*** Source data ***
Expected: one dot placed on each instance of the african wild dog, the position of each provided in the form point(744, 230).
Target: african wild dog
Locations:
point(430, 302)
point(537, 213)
*** End of Source data ***
= Instructions for the task =
Print the data in full. Match it exactly.

= Written response =
Expected: one dot placed on each instance of the african wild dog, the position of each provided in the form point(744, 230).
Target: african wild dog
Locations:
point(430, 302)
point(537, 213)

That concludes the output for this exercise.